Directive:
Repeat, without any change, the entries presented below.

Excerpted records:
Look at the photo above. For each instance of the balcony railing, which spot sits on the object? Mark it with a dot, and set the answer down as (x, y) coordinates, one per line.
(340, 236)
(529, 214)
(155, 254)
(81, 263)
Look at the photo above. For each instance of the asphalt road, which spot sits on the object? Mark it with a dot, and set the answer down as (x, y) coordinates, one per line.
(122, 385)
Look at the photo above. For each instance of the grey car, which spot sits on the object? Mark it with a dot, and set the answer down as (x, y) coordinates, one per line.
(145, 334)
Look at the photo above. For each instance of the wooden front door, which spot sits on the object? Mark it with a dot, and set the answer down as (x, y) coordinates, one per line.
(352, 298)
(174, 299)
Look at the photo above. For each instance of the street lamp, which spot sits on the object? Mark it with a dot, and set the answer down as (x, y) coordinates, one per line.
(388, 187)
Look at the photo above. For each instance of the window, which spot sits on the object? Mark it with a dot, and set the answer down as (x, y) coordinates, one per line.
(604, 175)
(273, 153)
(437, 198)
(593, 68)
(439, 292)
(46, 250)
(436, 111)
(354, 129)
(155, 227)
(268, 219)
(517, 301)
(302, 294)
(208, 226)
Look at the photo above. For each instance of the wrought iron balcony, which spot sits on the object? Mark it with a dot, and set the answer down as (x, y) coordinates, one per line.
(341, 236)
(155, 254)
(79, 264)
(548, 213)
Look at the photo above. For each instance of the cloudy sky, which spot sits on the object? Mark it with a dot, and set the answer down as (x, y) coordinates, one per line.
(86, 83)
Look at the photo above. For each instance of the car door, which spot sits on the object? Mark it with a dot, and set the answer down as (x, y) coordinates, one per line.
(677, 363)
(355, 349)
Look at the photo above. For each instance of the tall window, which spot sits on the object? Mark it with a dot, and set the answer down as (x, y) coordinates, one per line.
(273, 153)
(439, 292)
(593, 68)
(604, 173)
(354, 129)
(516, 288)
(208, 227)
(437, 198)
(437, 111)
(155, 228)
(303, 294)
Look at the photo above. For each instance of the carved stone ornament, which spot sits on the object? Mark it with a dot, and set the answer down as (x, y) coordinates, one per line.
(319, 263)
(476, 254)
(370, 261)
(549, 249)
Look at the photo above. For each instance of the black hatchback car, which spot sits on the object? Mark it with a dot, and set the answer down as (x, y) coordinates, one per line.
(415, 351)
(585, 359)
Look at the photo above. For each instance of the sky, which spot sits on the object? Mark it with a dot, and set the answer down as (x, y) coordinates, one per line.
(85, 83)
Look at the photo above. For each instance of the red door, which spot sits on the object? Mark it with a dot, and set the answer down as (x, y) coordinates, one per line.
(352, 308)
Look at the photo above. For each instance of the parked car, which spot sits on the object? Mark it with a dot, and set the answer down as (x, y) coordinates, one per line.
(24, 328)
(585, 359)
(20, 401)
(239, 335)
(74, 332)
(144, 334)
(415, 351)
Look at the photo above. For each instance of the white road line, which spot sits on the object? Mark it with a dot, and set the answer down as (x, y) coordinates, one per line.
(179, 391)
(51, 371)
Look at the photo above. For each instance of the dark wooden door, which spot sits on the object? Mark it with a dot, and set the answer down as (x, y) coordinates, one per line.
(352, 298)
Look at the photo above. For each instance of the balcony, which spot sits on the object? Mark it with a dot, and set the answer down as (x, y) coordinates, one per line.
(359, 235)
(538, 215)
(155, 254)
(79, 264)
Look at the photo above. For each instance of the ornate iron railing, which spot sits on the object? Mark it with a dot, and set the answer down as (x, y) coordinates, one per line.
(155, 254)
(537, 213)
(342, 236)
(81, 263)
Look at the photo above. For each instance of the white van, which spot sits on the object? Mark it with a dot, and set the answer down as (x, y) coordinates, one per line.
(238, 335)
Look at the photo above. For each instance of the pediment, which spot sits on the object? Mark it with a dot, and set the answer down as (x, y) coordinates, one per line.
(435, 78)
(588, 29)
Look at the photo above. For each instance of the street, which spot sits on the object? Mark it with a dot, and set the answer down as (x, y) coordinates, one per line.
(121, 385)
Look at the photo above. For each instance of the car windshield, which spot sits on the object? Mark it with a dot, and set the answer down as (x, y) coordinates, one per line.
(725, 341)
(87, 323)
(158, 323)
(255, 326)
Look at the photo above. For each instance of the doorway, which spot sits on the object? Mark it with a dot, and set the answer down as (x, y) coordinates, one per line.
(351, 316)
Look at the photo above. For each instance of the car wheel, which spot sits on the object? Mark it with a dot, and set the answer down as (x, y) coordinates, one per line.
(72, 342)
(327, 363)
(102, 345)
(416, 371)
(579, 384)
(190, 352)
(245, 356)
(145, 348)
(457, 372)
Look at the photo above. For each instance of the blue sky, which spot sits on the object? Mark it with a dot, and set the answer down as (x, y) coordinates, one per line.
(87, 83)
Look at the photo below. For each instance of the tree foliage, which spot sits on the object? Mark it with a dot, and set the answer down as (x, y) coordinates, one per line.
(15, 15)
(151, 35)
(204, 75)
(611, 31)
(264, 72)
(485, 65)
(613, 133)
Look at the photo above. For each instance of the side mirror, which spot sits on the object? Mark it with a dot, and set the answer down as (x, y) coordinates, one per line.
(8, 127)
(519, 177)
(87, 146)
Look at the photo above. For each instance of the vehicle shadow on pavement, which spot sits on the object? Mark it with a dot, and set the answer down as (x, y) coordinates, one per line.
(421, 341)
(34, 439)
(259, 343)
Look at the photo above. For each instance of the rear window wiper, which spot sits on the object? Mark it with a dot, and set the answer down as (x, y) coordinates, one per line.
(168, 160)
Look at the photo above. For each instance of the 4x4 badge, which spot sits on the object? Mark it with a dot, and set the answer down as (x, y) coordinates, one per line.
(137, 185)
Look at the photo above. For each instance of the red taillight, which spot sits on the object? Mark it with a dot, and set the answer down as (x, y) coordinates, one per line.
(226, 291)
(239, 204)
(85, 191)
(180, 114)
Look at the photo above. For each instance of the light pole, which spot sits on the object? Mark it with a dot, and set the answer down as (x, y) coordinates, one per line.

The answer:
Look at the photo above. For each instance of the balcony railing, which spot sits on the object? Mark it with a dot, and set the answer down as (x, y) coordinates, one per line.
(340, 236)
(529, 214)
(155, 254)
(81, 263)
Look at the photo above. For each instance of the asphalt road, which spot sits on the object? Mark it with a dot, and set the answer down as (x, y) coordinates, one per line.
(122, 385)
Look at the photo above. For each instance of the grey car, which spot sits on the object? Mark it with a dot, and set the answer down as (x, y) coordinates, one per line.
(145, 334)
Look at the photo above. For each instance of the wooden front door, which spot sits on the object? Mark it with a dot, and set the answer down as (x, y) coordinates, one per line.
(352, 298)
(174, 299)
Look at the photo above. For each instance of the street lamp, which spot sits on the object? Mark it with a dot, and set the answer down as (x, y) coordinates, one per line.
(388, 187)
Look at the photo above. For each instance of the window, which spot sits on the object? Mark it with a dot, and set the answer down as (x, y) coordinates, one per line.
(604, 175)
(273, 153)
(437, 198)
(593, 68)
(439, 292)
(46, 250)
(436, 111)
(354, 129)
(155, 227)
(268, 219)
(517, 301)
(302, 294)
(208, 226)
Look at the photo above. For each instance of the wrought iron balcony, which spot sits on the object? Mark it with a dot, and set the answer down as (x, y) coordinates, one per line.
(341, 236)
(155, 254)
(79, 264)
(548, 213)
Look at the photo above. For each instance of the cloudy sky, which spot sits on the object? Mark it with a dot, and set the answer down as (x, y) coordinates, one per line.
(86, 83)
Look at the photo above. For each instance of the car door, which spot sits on the object? Mark it with a dot, and set the answer down as (x, y) coordinates, one per line.
(677, 363)
(355, 349)
Look at the photo above. For each instance of the tall window, which spot sits on the object? Mark it with a dot, and set the answer down as (x, y) coordinates, one per line.
(273, 153)
(439, 292)
(593, 68)
(604, 173)
(354, 129)
(516, 288)
(208, 227)
(437, 198)
(437, 111)
(155, 228)
(303, 294)
Look at the photo above. For each instance of the carved stone ornament, which spot sits on the object? Mark it with a dot, and set the answer down as (x, y) coordinates, one per line.
(319, 263)
(476, 254)
(370, 261)
(549, 249)
Look at the photo above. For each instance of the black hatchback car, which spot sits on the object? Mark it with a dot, and set the answer down as (x, y) coordinates, one per line.
(415, 351)
(585, 359)
Look at the photo above. For each instance of the sky, which spot sits on the object? Mark it with a dot, and set the answer down as (x, y) coordinates, one per line.
(85, 83)
Look at the photo above. For each instance of the red door, which spot sits on the object? Mark it with a dot, and set the answer down as (x, y) coordinates, one per line.
(352, 308)
Look at the photo above. For each instance of the parked car, which spot sits on the object? Mark it with a dot, and set the answer down as (x, y) coordinates, one per line.
(24, 328)
(585, 359)
(20, 401)
(239, 335)
(74, 332)
(144, 334)
(415, 351)
Look at the photo above. For each instance of the white road line, which spot sits on the object? Mark it with a dot, and set the answer down as (x, y) coordinates, one per line.
(179, 391)
(51, 371)
Look at the photo above. For each instance of the dark wooden door, which spot sits on the object? Mark it with a dot, and set the answer down as (x, y) coordinates, one per line.
(352, 298)
Look at the photo above. For each instance of the balcony, which spot sits on the object? Mark it with a dot, and set the answer down as (x, y) coordinates, one per line.
(359, 235)
(538, 215)
(155, 254)
(79, 264)
Look at the photo above. For each instance of the ornate iron railing, which spot sits on the object? Mark it with a dot, and set the answer down as (x, y) coordinates, one per line.
(155, 254)
(537, 213)
(342, 236)
(81, 263)
Look at the photo above. For each instance of the white van, which spot sits on the object? Mark it with a dot, and set the answer down as (x, y) coordinates, one per line.
(238, 335)
Look at the photo above. For each instance of the pediment, which spot sits on the object? Mark it with a dot, and set the answer down as (x, y) coordinates, one per line.
(435, 78)
(588, 29)
Look at the photo above. For each instance of the street, which spot sits on the object? Mark it with a dot, and set the answer down as (x, y) coordinates, one per line.
(121, 385)
Look at the photo above. For each instance of the car windshield, which spot sits on the object? Mark it with a dot, and set the answer down as (x, y) coordinates, one per line.
(725, 341)
(87, 323)
(158, 323)
(255, 326)
Look at the photo above. For each instance of the doorway, which spot sits on the object? Mark it with a dot, and set the answer down as (x, y) coordinates, one per line.
(351, 316)
Look at the photo above. For each instance of the car wheel, which spot sits on the object? Mark it with a dot, and set the answer down as (x, y) coordinates, one per line.
(72, 342)
(327, 363)
(102, 345)
(416, 371)
(579, 384)
(190, 352)
(245, 356)
(145, 348)
(457, 372)
Look at the photo above. For each instance of the blue sky, which spot sits on the object? Mark it with a dot, and set the answer down as (x, y) coordinates, one per line.
(87, 83)
Look at the photo below. For each instance of the tree foliage, which spot sits on the object? Mark it with a dot, and set the answer down as (x, y) coordinates, one per line.
(15, 15)
(151, 35)
(204, 75)
(611, 31)
(264, 72)
(485, 65)
(613, 133)
Look at the photo above. For each instance of the side mirror, which spot sits on the object? Mark it with a dot, and set the answer down as (x, y) coordinates, one per line.
(8, 127)
(519, 177)
(87, 146)
Look at the photo above. For each instance of the vehicle shadow on pavement, which spot sits on the object? Mark it with a dot, and set the answer down as (x, y) coordinates, one per line.
(421, 341)
(34, 439)
(259, 343)
Look at the photo above. For each instance of the rear window wiper, which spot sits on the object? Mark it with a dot, and set the answer down as (x, y) coordinates, one per line.
(168, 160)
Look at the photo above. For each instance of the 4x4 badge, which spot sits on the object? Mark it with a dot, and set the answer down as (x, y) coordinates, one per line.
(137, 185)
Look at the photo above. For each instance of the red taillight, which spot sits on the object? Mark it with a dot, and set the answer down as (x, y) coordinates, one per line.
(226, 291)
(239, 204)
(85, 191)
(180, 114)
Look at the photo above. For each instance of the light pole, which spot sits on the object? Mark it with a dot, and set the answer down as (x, y) coordinates, one per line.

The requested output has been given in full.